++++ Records ++++

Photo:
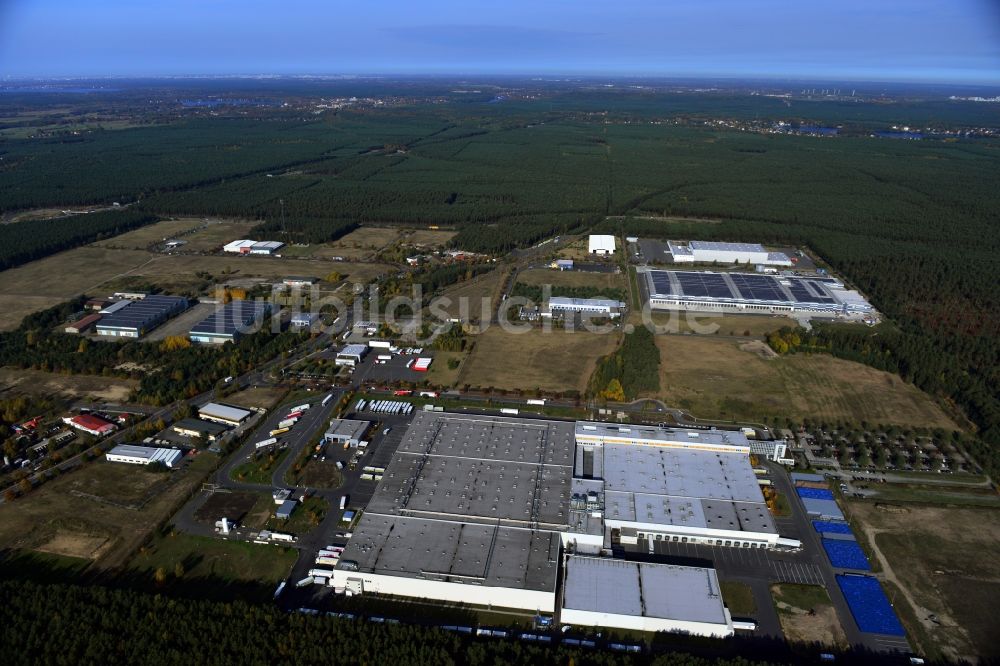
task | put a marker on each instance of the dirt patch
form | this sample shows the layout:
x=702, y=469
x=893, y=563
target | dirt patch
x=70, y=544
x=940, y=559
x=758, y=348
x=78, y=387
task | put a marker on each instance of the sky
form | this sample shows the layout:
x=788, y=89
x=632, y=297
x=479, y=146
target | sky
x=956, y=41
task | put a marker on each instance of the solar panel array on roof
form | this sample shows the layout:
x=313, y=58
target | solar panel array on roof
x=753, y=290
x=145, y=314
x=231, y=318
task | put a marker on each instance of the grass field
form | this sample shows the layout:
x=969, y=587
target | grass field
x=557, y=361
x=210, y=566
x=471, y=301
x=713, y=378
x=738, y=598
x=77, y=387
x=143, y=237
x=260, y=470
x=440, y=374
x=941, y=561
x=102, y=512
x=807, y=615
x=572, y=278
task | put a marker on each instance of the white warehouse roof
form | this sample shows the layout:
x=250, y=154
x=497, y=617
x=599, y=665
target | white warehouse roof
x=601, y=243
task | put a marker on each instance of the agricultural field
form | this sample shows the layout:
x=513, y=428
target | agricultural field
x=539, y=276
x=48, y=281
x=473, y=300
x=250, y=510
x=214, y=567
x=941, y=573
x=102, y=512
x=262, y=397
x=440, y=372
x=143, y=237
x=557, y=361
x=715, y=378
x=74, y=387
x=807, y=616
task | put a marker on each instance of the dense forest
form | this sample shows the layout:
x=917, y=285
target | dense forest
x=70, y=624
x=910, y=223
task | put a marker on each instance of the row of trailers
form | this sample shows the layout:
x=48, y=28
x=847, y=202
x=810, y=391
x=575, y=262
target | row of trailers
x=391, y=407
x=486, y=632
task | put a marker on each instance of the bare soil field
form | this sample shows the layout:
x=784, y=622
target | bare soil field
x=102, y=512
x=265, y=398
x=557, y=361
x=714, y=378
x=572, y=278
x=215, y=234
x=78, y=387
x=807, y=616
x=941, y=562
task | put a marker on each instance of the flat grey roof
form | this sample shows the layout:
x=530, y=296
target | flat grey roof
x=480, y=469
x=209, y=427
x=657, y=435
x=665, y=591
x=145, y=313
x=454, y=551
x=716, y=246
x=224, y=411
x=346, y=429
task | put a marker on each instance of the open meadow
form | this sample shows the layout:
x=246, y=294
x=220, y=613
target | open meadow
x=714, y=378
x=556, y=361
x=74, y=387
x=941, y=572
x=102, y=512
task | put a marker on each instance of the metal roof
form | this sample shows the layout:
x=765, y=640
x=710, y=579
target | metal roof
x=716, y=246
x=664, y=591
x=144, y=314
x=166, y=456
x=224, y=412
x=353, y=350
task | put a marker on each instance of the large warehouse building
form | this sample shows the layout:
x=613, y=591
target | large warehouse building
x=135, y=318
x=229, y=322
x=469, y=510
x=641, y=596
x=474, y=509
x=663, y=484
x=725, y=253
x=707, y=291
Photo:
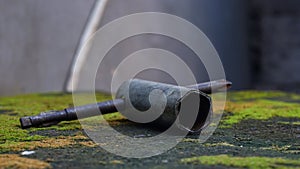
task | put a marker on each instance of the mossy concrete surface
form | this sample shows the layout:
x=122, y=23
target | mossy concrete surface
x=259, y=129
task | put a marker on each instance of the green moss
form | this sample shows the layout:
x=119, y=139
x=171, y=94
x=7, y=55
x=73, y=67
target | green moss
x=12, y=108
x=243, y=162
x=260, y=106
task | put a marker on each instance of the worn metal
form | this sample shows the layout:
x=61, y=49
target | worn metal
x=138, y=93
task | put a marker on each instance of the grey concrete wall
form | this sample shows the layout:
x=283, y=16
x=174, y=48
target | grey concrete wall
x=38, y=38
x=37, y=41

++++

→ Task prompt: Could you lay out all of the lines above as a JSON list of strings, one string per line, with blank lines skipped and the pictures left out?

→ Output:
[
  "Photo:",
  "task | put a marker on each instance of the dirt patch",
  "form | this sample shows the layout:",
  "x=702, y=469",
  "x=893, y=563",
  "target | dirt patch",
  "x=70, y=544",
  "x=940, y=559",
  "x=758, y=348",
  "x=78, y=387",
  "task | put a marker on each instance of the sky",
  "form | this sample shows the layout:",
  "x=788, y=89",
  "x=632, y=297",
  "x=479, y=146",
  "target | sky",
  "x=956, y=41",
  "task | put a marker on each instance of the solar panel array on roof",
  "form | this sample shows the layout:",
  "x=313, y=58",
  "target | solar panel array on roof",
  "x=753, y=290",
  "x=145, y=314",
  "x=231, y=318",
  "task | put a marker on each instance of the grass field",
  "form | this sample shows the layout:",
  "x=969, y=587",
  "target | grass field",
  "x=557, y=361",
  "x=210, y=566",
  "x=471, y=301",
  "x=713, y=378",
  "x=738, y=598",
  "x=77, y=387",
  "x=143, y=237",
  "x=260, y=470",
  "x=440, y=374",
  "x=941, y=561",
  "x=102, y=512",
  "x=807, y=615",
  "x=572, y=278",
  "task | put a marker on each instance of the white warehouse roof",
  "form | this sample shows the layout:",
  "x=250, y=154",
  "x=497, y=617",
  "x=599, y=665",
  "target | white warehouse roof",
  "x=601, y=243",
  "task | put a marker on each instance of the agricultural field",
  "form | this sample shows the layout:",
  "x=513, y=428",
  "target | agricultural field",
  "x=539, y=276",
  "x=48, y=281",
  "x=473, y=300",
  "x=250, y=510",
  "x=214, y=567",
  "x=941, y=573",
  "x=102, y=512",
  "x=262, y=397",
  "x=440, y=372",
  "x=143, y=237",
  "x=557, y=361",
  "x=715, y=378",
  "x=74, y=387",
  "x=807, y=616",
  "task | put a marker on each instance of the dense forest",
  "form | this sample shows the layout:",
  "x=917, y=285",
  "target | dense forest",
  "x=70, y=624",
  "x=910, y=223",
  "task | put a marker on each instance of the row of trailers",
  "form | this sample shows the layout:",
  "x=48, y=28",
  "x=847, y=202",
  "x=810, y=391",
  "x=575, y=262",
  "target | row of trailers",
  "x=391, y=407",
  "x=486, y=632",
  "task | put a marker on each instance of the bare soil field",
  "form | this sample shows the layout:",
  "x=784, y=622",
  "target | bare soil field",
  "x=102, y=512",
  "x=265, y=398",
  "x=557, y=361",
  "x=714, y=378",
  "x=572, y=278",
  "x=215, y=234",
  "x=78, y=387",
  "x=807, y=616",
  "x=941, y=562",
  "task | put a marker on each instance of the flat grey roof",
  "form | this sample shows the layout:",
  "x=530, y=296",
  "target | flat grey roof",
  "x=480, y=469",
  "x=209, y=427",
  "x=657, y=435",
  "x=665, y=591",
  "x=145, y=313",
  "x=454, y=551",
  "x=716, y=246",
  "x=224, y=411",
  "x=346, y=429",
  "task | put a marker on each instance of the open meadow",
  "form | this sample shows the layout:",
  "x=246, y=294",
  "x=220, y=613",
  "target | open meadow",
  "x=714, y=378",
  "x=556, y=361",
  "x=74, y=387",
  "x=941, y=572",
  "x=102, y=512",
  "task | put a marker on each instance of the metal roof",
  "form | this sample shows the layout:",
  "x=765, y=640",
  "x=710, y=579",
  "target | metal roof",
  "x=716, y=246",
  "x=664, y=591",
  "x=144, y=314",
  "x=166, y=456",
  "x=224, y=412",
  "x=353, y=350",
  "task | put a marker on each instance of the large warehouse building",
  "form | this sample shows the layout:",
  "x=613, y=591",
  "target | large warehouse building",
  "x=135, y=318",
  "x=229, y=322",
  "x=469, y=510",
  "x=641, y=596",
  "x=474, y=509",
  "x=663, y=484",
  "x=725, y=253",
  "x=707, y=291",
  "Photo:",
  "task | put a marker on each instance of the mossy concrete surface",
  "form | this sample shows the layout:",
  "x=122, y=23",
  "target | mossy concrete surface",
  "x=259, y=129",
  "task | put a marker on each instance of the green moss",
  "form | this sample shows the layout:",
  "x=119, y=139",
  "x=171, y=94",
  "x=7, y=55",
  "x=73, y=67",
  "target | green moss",
  "x=12, y=108",
  "x=243, y=162",
  "x=260, y=106",
  "task | put a marker on each instance of the worn metal",
  "form | this sample shows the layout:",
  "x=61, y=49",
  "target | worn metal",
  "x=138, y=93",
  "task | put a marker on each instance of the grey concrete wall",
  "form | this sample shows the layout:",
  "x=283, y=16",
  "x=174, y=48",
  "target | grey concrete wall",
  "x=38, y=38",
  "x=37, y=41"
]